## RECORD EXTRACTS
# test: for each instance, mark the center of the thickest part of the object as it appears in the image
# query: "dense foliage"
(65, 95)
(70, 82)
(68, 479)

## EXERCISE
Each record must be duplicated exactly, with none missing.

## YOUR SOLUTION
# test: for each instance, mark the center of the thickest part of the object as it appears in the image
# query: "dense foliage"
(65, 95)
(70, 82)
(68, 479)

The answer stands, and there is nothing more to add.